EXERCISE A |
Please check each statement against the DWJD text below and answer yes or no, quoting the words of the text that decide it: (i) Charles Sheldon's book is titled In His Steps; (ii) churches spend 95% of their effort on application; (iii) Jesus' model was 5% teaching and 95% application.
EXERCISE B |
From the DWJD text below, extract the stretch from "Recently I had" through "instead of doing." without changing a word.
EXERCISE C |
Translate this sentence from the DWJD text below into Spanish: "A reading of the Gospels is therapeutic for curing the disease of analysis paralysis."

SOURCE TEXT |
•••

DWJD Instead of WWJD

Simple Discipleship Missional Model

Simple Discipleship Missional Model

Recently I had a conversation with a friend that revolved around the popular acrostic WWJD, which stands for “What Would Jesus Do?” Of course, Charles Sheldon’s book titled In His Steps, popularized WWJD and it sparked a youth movement in recent years. Sheldon encourages Christians to think before they act by asking themselves, “What Would Jesus Do?” The problem is that either many Christians ignore the answer to their question or they get “analysis paralysis” and fail to do anything. Many Christians and churches seem to be suffering from analysis paralysis, because they spend more time asking “What Would Jesus Do?” instead of doing.

The discussion about being “mission-al” addresses and provides the prescription for the church disease of analysis paralysis. The cause of the disease is an inversion of “Doing What Jesus Did”. A reading of the Gospels is therapeutic for curing the disease of analysis paralysis. Most churches spend great amounts of time, money, and resources on teaching, which of itself is a good thing, as long as they get out of the classroom for practical application. Many churches do not provide either the practical application opportunities or positive accountability that encourages people to apply the teaching. Churches essentially use a teaching/application ratio of 95 to 5, meaning they spend 95% teaching and only 5% applying. Jesus’ model was 5% teaching and 95% application. Again, this inversion of Jesus’ model is the cause of the disease of “analysis paralysis” as seen in churches.

•••

GIVEN DATA |
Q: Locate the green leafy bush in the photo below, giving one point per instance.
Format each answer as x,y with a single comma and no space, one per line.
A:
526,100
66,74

•••

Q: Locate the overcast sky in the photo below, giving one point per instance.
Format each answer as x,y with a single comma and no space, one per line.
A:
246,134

•••

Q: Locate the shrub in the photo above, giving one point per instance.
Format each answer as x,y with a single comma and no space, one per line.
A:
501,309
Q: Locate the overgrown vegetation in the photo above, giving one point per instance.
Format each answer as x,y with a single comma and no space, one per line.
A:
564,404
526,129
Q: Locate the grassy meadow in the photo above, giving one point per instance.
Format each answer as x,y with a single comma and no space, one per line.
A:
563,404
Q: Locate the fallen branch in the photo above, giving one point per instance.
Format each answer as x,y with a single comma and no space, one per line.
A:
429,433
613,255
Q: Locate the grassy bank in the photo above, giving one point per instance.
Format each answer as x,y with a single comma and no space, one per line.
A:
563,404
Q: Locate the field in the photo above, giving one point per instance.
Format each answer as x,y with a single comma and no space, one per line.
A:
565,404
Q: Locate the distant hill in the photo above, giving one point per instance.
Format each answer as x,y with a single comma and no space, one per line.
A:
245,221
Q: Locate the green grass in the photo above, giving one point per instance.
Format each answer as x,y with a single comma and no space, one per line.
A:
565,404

•••

OUTPUT A |
(i) Yes: "Charles Sheldon’s book titled In His Steps, popularized WWJD"
(ii) No: "meaning they spend 95% teaching and only 5% applying"
(iii) Yes: "Jesus’ model was 5% teaching and 95% application."

OUTPUT B |
Recently I had a conversation with a friend that revolved around the popular acrostic WWJD, which stands for “What Would Jesus Do?” Of course, Charles Sheldon’s book titled In His Steps, popularized WWJD and it sparked a youth movement in recent years. Sheldon encourages Christians to think before they act by asking themselves, “What Would Jesus Do?” The problem is that either many Christians ignore the answer to their question or they get “analysis paralysis” and fail to do anything. Many Christians and churches seem to be suffering from analysis paralysis, because they spend more time asking “What Would Jesus Do?” instead of doing.

OUTPUT C |
La lectura de los Evangelios es terapéutica para curar la enfermedad de la parálisis por análisis.